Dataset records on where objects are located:
□ □ □ □ □ □ □

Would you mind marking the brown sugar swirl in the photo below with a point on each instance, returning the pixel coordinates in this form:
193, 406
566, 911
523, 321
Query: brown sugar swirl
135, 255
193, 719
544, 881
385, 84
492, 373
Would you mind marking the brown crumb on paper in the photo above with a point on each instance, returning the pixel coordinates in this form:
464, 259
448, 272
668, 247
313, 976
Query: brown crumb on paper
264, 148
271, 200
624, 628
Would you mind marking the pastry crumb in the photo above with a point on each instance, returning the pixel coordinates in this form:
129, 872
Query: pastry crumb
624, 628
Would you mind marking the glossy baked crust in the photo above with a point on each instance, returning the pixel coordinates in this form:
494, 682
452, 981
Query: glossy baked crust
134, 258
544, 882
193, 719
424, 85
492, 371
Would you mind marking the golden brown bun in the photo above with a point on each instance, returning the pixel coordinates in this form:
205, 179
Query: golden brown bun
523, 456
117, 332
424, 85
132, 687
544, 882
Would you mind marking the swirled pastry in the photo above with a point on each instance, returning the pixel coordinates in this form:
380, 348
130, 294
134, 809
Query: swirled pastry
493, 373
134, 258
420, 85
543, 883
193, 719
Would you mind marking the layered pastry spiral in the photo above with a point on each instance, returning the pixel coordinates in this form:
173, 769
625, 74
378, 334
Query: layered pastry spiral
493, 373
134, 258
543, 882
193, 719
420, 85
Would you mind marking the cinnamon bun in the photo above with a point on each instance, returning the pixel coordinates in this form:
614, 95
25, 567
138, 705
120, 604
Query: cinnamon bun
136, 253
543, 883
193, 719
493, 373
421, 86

□ □ □ □ □ □ □

# REQUIREMENTS
Echo the lines above word for word.

# RESULT
Would you mind marking the brown sugar swirl in the photo below with a point on each instance, returning the pixel coordinates in this form:
193, 406
566, 911
523, 321
Query: brown sugar swirl
135, 255
193, 719
544, 881
385, 84
492, 373
Would you mind marking the brown crumb on paper in the photo above with a point on each instance, returning the pixel coordinates in this form:
464, 259
448, 272
668, 247
313, 976
Query: brown crumb on paper
264, 148
271, 200
624, 628
Would you mind marking the pastry crumb in the photo above with a point on each instance, returning the pixel coordinates in this form:
129, 872
Query: pastry crumb
624, 628
Would you mind marking the glossy baked crust in the photo above with a point on each instance, returning the pixel coordinates in this form:
494, 682
452, 981
Query: glossy baked crust
134, 258
544, 882
193, 719
424, 85
492, 371
Would you mind marking the golden brown bun in the photo above with a point on each instance, returning the pixel coordinates in this form:
205, 179
Query: golden brown bun
523, 456
117, 332
424, 85
132, 687
544, 882
Would you mind marking the swirled pastry in the photo above with a point on each instance, returning the pixel coordinates in this form:
380, 348
130, 294
134, 809
Query: swirled pastry
493, 373
134, 258
420, 85
543, 883
193, 719
Would you mind marking the layered pastry spiral in the photo above with a point on each instance, returning the pixel coordinates in this form:
173, 769
625, 74
378, 334
Query: layered pastry spiral
493, 373
134, 258
543, 882
193, 719
420, 85
Would you mind marking the cinnamon bun in the photo above with a point on each instance, returning the pixel coordinates in this form:
614, 95
25, 567
138, 705
120, 604
Query: cinnamon bun
136, 253
543, 883
193, 719
493, 373
421, 86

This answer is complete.